Exercise aim: Render every line of the listing below as a JSON list of strings, one string per line, omitting blank lines. Leave the pictures out of the answer.

Source records:
++++++++++++++++++++
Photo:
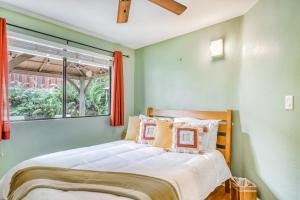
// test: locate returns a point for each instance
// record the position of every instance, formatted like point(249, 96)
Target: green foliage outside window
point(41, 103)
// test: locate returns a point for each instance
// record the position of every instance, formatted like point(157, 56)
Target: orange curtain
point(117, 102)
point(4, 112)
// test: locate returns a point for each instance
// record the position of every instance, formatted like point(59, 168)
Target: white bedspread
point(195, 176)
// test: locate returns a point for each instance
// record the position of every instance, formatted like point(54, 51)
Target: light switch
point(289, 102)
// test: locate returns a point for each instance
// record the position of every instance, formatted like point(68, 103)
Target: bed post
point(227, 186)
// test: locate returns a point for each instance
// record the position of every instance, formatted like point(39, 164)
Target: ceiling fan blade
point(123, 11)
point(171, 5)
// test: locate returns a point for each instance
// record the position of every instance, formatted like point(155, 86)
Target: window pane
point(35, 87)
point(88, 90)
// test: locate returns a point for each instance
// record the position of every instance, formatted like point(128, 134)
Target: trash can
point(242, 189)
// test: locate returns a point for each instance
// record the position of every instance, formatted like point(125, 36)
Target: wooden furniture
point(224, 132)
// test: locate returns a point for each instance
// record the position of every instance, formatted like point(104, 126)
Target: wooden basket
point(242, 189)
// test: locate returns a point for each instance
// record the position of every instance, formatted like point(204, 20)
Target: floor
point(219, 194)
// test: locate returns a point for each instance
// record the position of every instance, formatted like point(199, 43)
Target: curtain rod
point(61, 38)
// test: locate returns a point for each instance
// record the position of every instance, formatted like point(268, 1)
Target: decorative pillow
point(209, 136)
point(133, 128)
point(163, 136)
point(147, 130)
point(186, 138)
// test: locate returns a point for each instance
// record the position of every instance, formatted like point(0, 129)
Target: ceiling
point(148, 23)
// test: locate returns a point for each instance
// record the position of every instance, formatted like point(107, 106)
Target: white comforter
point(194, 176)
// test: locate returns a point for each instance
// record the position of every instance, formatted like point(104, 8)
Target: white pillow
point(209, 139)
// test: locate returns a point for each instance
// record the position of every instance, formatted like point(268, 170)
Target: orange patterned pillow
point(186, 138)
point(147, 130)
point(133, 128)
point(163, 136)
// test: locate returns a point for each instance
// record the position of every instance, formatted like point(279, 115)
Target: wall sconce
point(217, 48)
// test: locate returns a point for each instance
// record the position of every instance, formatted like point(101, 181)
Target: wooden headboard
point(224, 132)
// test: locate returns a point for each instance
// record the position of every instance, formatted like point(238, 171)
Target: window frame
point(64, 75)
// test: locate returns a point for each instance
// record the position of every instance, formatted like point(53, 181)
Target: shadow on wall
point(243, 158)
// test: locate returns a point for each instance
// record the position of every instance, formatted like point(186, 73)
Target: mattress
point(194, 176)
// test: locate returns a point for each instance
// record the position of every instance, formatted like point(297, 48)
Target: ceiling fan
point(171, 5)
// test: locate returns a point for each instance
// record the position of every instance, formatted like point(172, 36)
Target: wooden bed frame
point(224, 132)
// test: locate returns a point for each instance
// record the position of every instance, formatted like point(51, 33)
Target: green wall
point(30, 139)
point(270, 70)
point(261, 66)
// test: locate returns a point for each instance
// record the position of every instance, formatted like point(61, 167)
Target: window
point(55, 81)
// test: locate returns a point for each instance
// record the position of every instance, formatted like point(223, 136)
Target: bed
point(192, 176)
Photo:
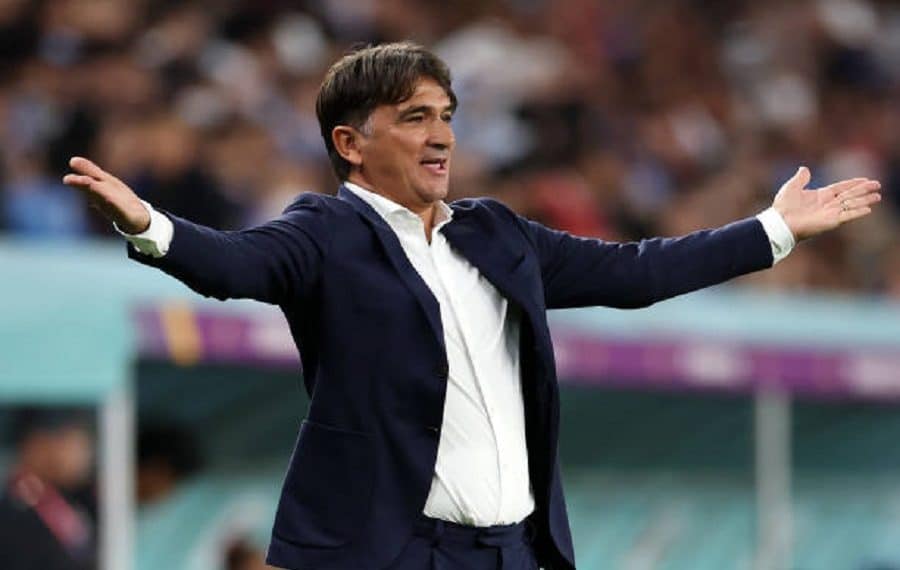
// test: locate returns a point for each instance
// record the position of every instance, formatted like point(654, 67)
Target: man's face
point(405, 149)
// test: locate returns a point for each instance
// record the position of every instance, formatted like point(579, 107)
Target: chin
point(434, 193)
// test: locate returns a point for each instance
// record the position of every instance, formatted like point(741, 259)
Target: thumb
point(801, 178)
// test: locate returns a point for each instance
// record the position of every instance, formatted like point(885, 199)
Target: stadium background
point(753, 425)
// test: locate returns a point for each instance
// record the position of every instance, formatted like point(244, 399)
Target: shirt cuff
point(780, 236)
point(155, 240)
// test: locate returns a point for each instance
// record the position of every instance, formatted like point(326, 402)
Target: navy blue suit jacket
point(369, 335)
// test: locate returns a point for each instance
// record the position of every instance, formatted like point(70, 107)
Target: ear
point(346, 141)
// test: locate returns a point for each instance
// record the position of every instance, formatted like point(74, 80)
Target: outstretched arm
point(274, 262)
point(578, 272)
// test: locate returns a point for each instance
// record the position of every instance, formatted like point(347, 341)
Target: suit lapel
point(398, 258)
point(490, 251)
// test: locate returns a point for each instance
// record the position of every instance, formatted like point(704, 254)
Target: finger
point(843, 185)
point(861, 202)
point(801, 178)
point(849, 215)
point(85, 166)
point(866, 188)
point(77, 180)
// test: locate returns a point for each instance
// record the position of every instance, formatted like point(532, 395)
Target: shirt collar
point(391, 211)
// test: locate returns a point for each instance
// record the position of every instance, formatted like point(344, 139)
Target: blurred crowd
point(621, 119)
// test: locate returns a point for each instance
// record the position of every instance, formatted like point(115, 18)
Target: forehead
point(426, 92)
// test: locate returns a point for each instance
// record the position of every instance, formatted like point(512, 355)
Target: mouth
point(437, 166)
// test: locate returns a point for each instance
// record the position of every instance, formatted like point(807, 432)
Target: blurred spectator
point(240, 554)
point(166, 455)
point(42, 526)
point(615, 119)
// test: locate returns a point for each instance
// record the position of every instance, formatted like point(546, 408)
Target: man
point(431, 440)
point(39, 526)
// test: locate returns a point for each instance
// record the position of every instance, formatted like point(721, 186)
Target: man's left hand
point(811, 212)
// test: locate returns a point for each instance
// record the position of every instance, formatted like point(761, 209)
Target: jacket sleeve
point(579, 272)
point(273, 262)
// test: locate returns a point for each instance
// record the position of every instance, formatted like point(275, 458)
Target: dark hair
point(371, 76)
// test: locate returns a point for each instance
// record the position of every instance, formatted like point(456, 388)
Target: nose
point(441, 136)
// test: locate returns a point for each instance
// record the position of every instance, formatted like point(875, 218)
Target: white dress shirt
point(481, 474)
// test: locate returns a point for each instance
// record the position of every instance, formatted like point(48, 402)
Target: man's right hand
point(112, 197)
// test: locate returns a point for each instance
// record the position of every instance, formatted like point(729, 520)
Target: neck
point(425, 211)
++++++++++++++++++++
Completed task:
[
  "Photo:",
  "// test: locate returns a point for each instance",
  "// record the position of every instance, formatted like point(249, 96)",
  "Target: green foliage outside window",
  "point(41, 103)",
  "// test: locate returns a point for each instance",
  "// record the position of every instance, formatted like point(157, 56)",
  "Target: orange curtain",
  "point(117, 102)",
  "point(4, 112)",
  "// test: locate returns a point for each instance",
  "// record the position of every instance, formatted like point(59, 168)",
  "Target: white bedspread",
  "point(195, 176)",
  "// test: locate returns a point for each instance",
  "// record the position of every instance, formatted like point(54, 51)",
  "Target: light switch",
  "point(289, 102)",
  "// test: locate returns a point for each instance",
  "// record the position of every instance, formatted like point(68, 103)",
  "Target: bed post",
  "point(227, 186)",
  "// test: locate returns a point for each instance",
  "// record the position of every instance, formatted like point(39, 164)",
  "Target: ceiling fan blade",
  "point(123, 11)",
  "point(171, 5)",
  "// test: locate returns a point for each instance",
  "// record the position of every instance, formatted like point(155, 86)",
  "Target: window pane",
  "point(35, 87)",
  "point(88, 90)",
  "// test: locate returns a point for each instance",
  "// record the position of every instance, formatted like point(128, 134)",
  "Target: trash can",
  "point(242, 189)",
  "// test: locate returns a point for each instance",
  "// record the position of every instance, formatted like point(125, 36)",
  "Target: wooden furniture",
  "point(224, 132)",
  "// test: locate returns a point for each instance",
  "// record the position of every instance, formatted like point(104, 126)",
  "Target: wooden basket",
  "point(242, 189)",
  "// test: locate returns a point for each instance",
  "// record the position of every instance, formatted like point(204, 20)",
  "Target: floor",
  "point(219, 194)",
  "// test: locate returns a point for each instance",
  "// record the position of every instance, formatted like point(199, 43)",
  "Target: curtain rod",
  "point(61, 38)",
  "// test: locate returns a point for each instance",
  "// record the position of every instance, formatted like point(268, 1)",
  "Target: decorative pillow",
  "point(209, 136)",
  "point(133, 128)",
  "point(163, 136)",
  "point(147, 130)",
  "point(186, 138)",
  "// test: locate returns a point for each instance",
  "// record the position of every instance, formatted like point(0, 129)",
  "Target: ceiling",
  "point(148, 23)",
  "// test: locate returns a point for each instance",
  "// record the position of every instance, formatted like point(107, 106)",
  "Target: white comforter",
  "point(194, 176)",
  "// test: locate returns a point for each instance",
  "// record the position of every instance, formatted like point(104, 8)",
  "Target: white pillow",
  "point(209, 139)",
  "// test: locate returns a point for each instance",
  "// record the position of every instance, formatted like point(268, 170)",
  "Target: orange patterned pillow",
  "point(186, 138)",
  "point(147, 130)",
  "point(133, 128)",
  "point(163, 136)",
  "// test: locate returns a point for each instance",
  "// record the position of every instance, formatted like point(279, 115)",
  "Target: wall sconce",
  "point(217, 48)",
  "// test: locate returns a point for each instance",
  "// record the position of every instance, formatted like point(101, 181)",
  "Target: wooden headboard",
  "point(224, 132)",
  "// test: locate returns a point for each instance",
  "// record the position of every instance, formatted like point(238, 171)",
  "Target: window frame",
  "point(64, 75)",
  "// test: locate returns a point for each instance",
  "// record the position of every instance, formatted like point(53, 181)",
  "Target: shadow on wall",
  "point(243, 158)",
  "// test: locate returns a point for each instance",
  "// record the position of every instance, formatted like point(186, 73)",
  "Target: mattress",
  "point(194, 176)",
  "// test: locate returns a point for each instance",
  "// record the position of every instance, formatted like point(297, 48)",
  "Target: ceiling fan",
  "point(171, 5)",
  "// test: locate returns a point for each instance",
  "// record the position of every instance, formatted like point(172, 36)",
  "Target: wooden bed frame",
  "point(224, 132)",
  "// test: locate returns a point for each instance",
  "// record the position of every instance, formatted like point(51, 33)",
  "Target: green wall",
  "point(30, 139)",
  "point(270, 70)",
  "point(261, 66)",
  "// test: locate returns a point for each instance",
  "// record the position of every instance, formatted like point(61, 167)",
  "Target: window",
  "point(55, 81)",
  "// test: locate returns a point for each instance",
  "// record the position of every instance, formatted like point(223, 136)",
  "Target: bed",
  "point(192, 176)",
  "Photo:",
  "// test: locate returns a point for each instance",
  "// record the position of every instance, formatted like point(654, 67)",
  "Target: man's face",
  "point(405, 149)",
  "// test: locate returns a point for each instance",
  "// record the position of every instance, formatted like point(579, 107)",
  "Target: chin",
  "point(434, 193)",
  "// test: locate returns a point for each instance",
  "// record the position of every instance, formatted like point(741, 259)",
  "Target: thumb",
  "point(801, 178)",
  "// test: locate returns a point for each instance",
  "// record the position of every instance, formatted like point(885, 199)",
  "Target: stadium background",
  "point(753, 425)",
  "// test: locate returns a point for each instance",
  "// record the position of every instance, formatted like point(244, 399)",
  "Target: shirt cuff",
  "point(780, 236)",
  "point(155, 240)",
  "// test: locate returns a point for each instance",
  "// record the position of every instance, formatted like point(326, 402)",
  "Target: navy blue suit jacket",
  "point(369, 335)",
  "// test: locate returns a point for each instance",
  "// record the position of every instance, formatted like point(70, 107)",
  "Target: ear",
  "point(346, 141)",
  "// test: locate returns a point for each instance",
  "// record the position of every instance, formatted like point(74, 80)",
  "Target: outstretched arm",
  "point(274, 262)",
  "point(578, 272)",
  "// test: locate returns a point for each instance",
  "// record the position of every instance, formatted like point(347, 341)",
  "Target: suit lapel",
  "point(398, 258)",
  "point(490, 251)",
  "// test: locate returns a point for each instance",
  "// record the position of every instance, formatted like point(704, 254)",
  "Target: finger",
  "point(843, 185)",
  "point(861, 202)",
  "point(801, 178)",
  "point(849, 215)",
  "point(85, 166)",
  "point(866, 188)",
  "point(77, 180)",
  "// test: locate returns a point for each instance",
  "// record the position of every instance, formatted like point(532, 395)",
  "Target: shirt collar",
  "point(391, 211)",
  "// test: locate returns a point for each instance",
  "// record the position of every instance, formatted like point(344, 139)",
  "Target: blurred crowd",
  "point(621, 119)",
  "// test: locate returns a point for each instance",
  "// record the position of every instance, formatted like point(115, 18)",
  "Target: forehead",
  "point(426, 92)",
  "// test: locate returns a point for each instance",
  "// record the position of every instance, formatted like point(512, 355)",
  "Target: mouth",
  "point(437, 166)",
  "// test: locate returns a point for each instance",
  "// record the position of every instance, formatted like point(807, 432)",
  "Target: blurred spectator",
  "point(240, 554)",
  "point(166, 455)",
  "point(42, 526)",
  "point(615, 119)",
  "// test: locate returns a point for each instance",
  "// record the position of every instance, formatted like point(546, 408)",
  "Target: man",
  "point(431, 440)",
  "point(39, 526)",
  "// test: locate returns a point for each instance",
  "// record the position of every instance, formatted like point(721, 186)",
  "Target: man's left hand",
  "point(811, 212)",
  "// test: locate returns a point for each instance",
  "// record the position of every instance, formatted like point(761, 209)",
  "Target: jacket sleeve",
  "point(579, 272)",
  "point(273, 262)",
  "// test: locate returns a point for each instance",
  "// record the position of every instance, formatted like point(275, 458)",
  "Target: dark hair",
  "point(371, 76)",
  "// test: locate returns a point for each instance",
  "// record the position of every instance, formatted like point(456, 388)",
  "Target: nose",
  "point(441, 136)",
  "// test: locate returns a point for each instance",
  "// record the position of every instance, formatted like point(875, 218)",
  "Target: white dress shirt",
  "point(481, 474)",
  "// test: locate returns a point for each instance",
  "// record the position of every instance, formatted like point(48, 402)",
  "Target: man's right hand",
  "point(112, 197)",
  "// test: locate returns a point for each instance",
  "// record the position of every instance, formatted like point(729, 520)",
  "Target: neck",
  "point(425, 211)"
]